* _INSTRUCTIONS_:
a. From the passage on Varuna's writing programs, list every theatre and radio drama professional named as a mentor of new and emerging script writers.
b. Summarize the passage on Varuna's writing programs in two sentences.

* _PASSAGE PROVIDED_:
↓↓↓

One clear advantage Varuna has over the universities is that we are able to employ whichever writer we feel to be most appropriate for the professional guidance of the particular program, even those who may not have the formal qualifications needed to teach in the universities. (See Glenda Adams' comments on the restraints on the universities in this matter in Adams [with Duffy] 2000.) However members of the teaching staff of numerous universities have also contributed greatly to our programs. In the last four years writers such as Inez Baranay, Tegan Bennett, Kevin Brophy, Robyn Davidson, Anne Deveson, Hazel Edwards, Amanda Lohrey, Jenny Pausacker, Dorothy Porter, Margaret Simons, Charlotte Wood, Sue Woolfe, Brenda Walker and Deb Westbury are amongst those employed by Varuna to lead one of our writing programs. Extremely successful editorial programs have been run by Judith Lukin-Amundsen, Louise Thurtel and Linda Funnell along with other senior editors form HarperCollins, and theatre and radio drama professionals such as Timothy Daly, Edward Primrose, Francesca Smith, Jenny Tate and Alana Valentine have mentored new and emerging script writers.

↑↑↑

* _PROVIDED MATERIAL_:
↓↓↓

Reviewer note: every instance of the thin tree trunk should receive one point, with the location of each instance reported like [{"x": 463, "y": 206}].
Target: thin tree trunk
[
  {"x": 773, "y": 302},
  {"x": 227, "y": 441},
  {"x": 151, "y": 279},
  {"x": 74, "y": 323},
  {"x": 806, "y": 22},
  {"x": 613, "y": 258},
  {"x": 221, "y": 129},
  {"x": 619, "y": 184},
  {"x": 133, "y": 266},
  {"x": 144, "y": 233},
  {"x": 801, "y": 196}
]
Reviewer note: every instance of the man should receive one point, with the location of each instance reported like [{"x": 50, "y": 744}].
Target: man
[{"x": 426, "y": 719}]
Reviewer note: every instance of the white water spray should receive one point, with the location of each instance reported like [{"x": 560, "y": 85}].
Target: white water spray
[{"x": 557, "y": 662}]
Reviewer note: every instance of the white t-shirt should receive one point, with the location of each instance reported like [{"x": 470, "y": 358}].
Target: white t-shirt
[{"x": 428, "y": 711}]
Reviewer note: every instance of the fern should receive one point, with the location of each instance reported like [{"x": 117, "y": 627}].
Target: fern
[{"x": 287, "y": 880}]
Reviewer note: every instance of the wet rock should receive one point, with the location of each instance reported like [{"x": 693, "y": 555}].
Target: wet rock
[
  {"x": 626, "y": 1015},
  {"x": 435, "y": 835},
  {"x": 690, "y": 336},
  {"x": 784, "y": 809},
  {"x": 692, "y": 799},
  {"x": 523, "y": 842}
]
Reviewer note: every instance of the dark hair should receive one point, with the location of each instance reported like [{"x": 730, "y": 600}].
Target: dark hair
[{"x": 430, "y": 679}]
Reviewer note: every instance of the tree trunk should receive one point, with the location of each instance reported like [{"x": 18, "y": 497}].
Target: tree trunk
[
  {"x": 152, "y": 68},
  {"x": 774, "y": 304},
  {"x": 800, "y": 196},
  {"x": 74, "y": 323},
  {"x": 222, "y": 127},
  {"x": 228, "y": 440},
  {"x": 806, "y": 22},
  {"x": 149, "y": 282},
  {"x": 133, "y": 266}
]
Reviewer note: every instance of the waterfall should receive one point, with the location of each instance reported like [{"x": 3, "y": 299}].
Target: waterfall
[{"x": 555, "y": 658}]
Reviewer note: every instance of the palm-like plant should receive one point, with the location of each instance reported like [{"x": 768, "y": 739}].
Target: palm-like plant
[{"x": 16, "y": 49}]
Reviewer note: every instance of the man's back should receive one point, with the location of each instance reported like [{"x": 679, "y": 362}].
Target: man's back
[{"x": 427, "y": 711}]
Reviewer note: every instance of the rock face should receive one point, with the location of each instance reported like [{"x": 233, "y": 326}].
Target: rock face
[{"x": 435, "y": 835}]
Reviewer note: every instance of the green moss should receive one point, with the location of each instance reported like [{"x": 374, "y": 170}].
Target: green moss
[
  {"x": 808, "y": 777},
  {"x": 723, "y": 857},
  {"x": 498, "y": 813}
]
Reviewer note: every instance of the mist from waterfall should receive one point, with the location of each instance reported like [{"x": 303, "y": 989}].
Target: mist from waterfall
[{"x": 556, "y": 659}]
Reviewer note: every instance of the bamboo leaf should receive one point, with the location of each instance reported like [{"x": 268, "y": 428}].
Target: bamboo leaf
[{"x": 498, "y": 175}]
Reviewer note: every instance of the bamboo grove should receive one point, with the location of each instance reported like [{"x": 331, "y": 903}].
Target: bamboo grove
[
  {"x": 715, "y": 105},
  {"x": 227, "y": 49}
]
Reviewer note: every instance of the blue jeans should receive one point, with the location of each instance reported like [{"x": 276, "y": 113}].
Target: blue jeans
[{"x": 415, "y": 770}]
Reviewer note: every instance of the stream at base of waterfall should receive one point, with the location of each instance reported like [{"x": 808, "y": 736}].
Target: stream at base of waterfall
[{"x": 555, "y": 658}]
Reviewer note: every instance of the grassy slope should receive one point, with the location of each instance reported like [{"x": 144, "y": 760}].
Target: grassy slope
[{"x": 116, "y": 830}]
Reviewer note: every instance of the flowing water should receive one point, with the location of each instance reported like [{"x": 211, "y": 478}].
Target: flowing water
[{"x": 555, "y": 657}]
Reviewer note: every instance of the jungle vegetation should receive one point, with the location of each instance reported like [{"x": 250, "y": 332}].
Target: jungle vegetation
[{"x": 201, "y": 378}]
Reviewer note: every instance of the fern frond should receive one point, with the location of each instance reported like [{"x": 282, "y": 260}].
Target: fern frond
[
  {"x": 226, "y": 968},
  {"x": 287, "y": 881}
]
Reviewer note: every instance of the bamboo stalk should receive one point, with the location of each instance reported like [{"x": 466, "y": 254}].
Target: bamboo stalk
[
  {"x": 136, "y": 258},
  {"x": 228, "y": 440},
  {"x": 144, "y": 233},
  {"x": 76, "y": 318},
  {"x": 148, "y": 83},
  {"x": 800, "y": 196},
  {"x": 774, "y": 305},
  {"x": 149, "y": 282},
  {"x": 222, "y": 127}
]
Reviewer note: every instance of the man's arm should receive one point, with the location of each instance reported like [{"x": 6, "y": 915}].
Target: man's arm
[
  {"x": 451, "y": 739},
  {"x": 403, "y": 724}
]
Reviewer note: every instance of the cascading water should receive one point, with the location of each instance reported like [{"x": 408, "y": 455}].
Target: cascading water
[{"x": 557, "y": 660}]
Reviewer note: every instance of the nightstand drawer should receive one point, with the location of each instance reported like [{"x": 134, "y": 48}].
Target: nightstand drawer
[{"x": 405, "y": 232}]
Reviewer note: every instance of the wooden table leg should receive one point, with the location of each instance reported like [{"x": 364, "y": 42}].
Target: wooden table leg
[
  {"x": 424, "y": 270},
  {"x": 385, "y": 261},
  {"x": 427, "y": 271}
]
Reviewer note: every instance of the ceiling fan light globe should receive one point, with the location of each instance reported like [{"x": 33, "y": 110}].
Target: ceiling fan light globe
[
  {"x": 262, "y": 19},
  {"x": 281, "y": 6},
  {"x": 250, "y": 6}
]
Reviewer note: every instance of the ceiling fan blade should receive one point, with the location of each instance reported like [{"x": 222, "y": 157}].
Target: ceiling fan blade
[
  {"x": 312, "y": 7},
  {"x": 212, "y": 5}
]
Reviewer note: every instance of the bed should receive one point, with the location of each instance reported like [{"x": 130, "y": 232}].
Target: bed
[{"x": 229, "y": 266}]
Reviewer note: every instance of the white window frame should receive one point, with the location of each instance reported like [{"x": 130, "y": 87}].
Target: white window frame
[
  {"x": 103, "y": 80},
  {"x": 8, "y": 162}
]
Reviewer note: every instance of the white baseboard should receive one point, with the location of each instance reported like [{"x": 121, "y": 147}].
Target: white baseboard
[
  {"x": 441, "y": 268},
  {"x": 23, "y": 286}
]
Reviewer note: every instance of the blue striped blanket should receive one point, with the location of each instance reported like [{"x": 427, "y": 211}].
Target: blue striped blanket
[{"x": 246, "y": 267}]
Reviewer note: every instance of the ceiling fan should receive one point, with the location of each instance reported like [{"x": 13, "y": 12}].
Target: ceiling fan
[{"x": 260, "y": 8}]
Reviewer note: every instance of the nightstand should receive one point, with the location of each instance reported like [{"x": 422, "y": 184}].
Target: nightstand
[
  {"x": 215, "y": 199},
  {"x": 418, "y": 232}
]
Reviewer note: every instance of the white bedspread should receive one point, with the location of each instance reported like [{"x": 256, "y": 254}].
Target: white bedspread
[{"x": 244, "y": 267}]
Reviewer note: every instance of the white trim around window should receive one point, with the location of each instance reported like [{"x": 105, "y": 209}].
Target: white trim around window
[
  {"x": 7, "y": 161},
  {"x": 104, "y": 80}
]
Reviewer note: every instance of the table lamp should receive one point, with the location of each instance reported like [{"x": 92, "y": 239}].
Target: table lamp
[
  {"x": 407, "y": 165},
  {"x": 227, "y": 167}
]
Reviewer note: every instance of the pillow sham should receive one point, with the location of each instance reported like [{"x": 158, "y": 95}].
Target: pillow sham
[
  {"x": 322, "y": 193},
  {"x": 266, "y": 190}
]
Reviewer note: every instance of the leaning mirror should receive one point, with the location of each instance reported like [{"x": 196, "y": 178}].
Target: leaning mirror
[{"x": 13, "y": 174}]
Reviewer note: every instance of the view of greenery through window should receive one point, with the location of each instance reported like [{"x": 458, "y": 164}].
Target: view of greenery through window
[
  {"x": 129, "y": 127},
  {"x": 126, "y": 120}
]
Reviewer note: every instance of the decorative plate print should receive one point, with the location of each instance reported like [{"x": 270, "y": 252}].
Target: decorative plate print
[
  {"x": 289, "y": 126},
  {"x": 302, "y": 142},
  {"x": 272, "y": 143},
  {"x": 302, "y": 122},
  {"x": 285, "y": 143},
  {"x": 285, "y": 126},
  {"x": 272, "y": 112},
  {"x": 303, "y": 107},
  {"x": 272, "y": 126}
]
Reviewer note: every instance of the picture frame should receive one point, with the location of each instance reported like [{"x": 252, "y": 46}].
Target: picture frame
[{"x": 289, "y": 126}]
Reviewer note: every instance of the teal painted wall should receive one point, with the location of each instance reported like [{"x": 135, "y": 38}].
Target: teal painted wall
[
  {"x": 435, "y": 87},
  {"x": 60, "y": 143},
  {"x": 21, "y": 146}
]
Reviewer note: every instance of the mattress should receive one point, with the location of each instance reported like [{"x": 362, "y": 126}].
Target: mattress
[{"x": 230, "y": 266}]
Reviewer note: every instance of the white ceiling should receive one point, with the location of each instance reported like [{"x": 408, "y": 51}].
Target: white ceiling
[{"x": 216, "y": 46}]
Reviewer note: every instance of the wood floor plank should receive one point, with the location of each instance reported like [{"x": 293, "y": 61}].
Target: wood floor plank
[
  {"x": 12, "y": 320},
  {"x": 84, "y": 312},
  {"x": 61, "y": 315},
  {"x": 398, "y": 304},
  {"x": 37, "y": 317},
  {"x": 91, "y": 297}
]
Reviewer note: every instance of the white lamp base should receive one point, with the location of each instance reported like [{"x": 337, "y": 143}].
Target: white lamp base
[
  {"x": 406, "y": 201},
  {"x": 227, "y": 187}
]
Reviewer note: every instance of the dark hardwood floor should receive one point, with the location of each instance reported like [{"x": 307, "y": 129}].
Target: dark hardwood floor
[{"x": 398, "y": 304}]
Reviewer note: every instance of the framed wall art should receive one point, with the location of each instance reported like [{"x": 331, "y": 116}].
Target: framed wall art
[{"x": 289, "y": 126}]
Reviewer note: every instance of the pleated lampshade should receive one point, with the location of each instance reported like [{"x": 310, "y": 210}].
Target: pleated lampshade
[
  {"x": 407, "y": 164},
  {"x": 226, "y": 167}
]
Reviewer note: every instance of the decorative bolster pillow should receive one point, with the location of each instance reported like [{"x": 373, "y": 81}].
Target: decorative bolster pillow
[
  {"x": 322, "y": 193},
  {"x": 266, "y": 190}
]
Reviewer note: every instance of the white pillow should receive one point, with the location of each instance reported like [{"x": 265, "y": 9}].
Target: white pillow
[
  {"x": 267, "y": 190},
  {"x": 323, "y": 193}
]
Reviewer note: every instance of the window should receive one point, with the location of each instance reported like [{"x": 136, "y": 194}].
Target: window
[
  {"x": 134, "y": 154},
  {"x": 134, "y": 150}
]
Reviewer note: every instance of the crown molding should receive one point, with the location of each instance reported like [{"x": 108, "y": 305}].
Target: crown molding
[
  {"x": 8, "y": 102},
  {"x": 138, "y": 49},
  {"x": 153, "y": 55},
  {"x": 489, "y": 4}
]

↑↑↑

* _OUTPUTS IN ORDER_:
a.
Timothy Daly
Edward Primrose
Francesca Smith
Jenny Tate
Alana Valentine

b. Unlike the universities, Varuna can employ whichever writer it considers most appropriate to guide a program, even one without the formal qualifications universities require, though many university teaching staff have also contributed. In the last four years its programs have been led by a range of writers, editorial programs have been run by senior editors including several from HarperCollins, and theatre and radio drama professionals have mentored new and emerging script writers.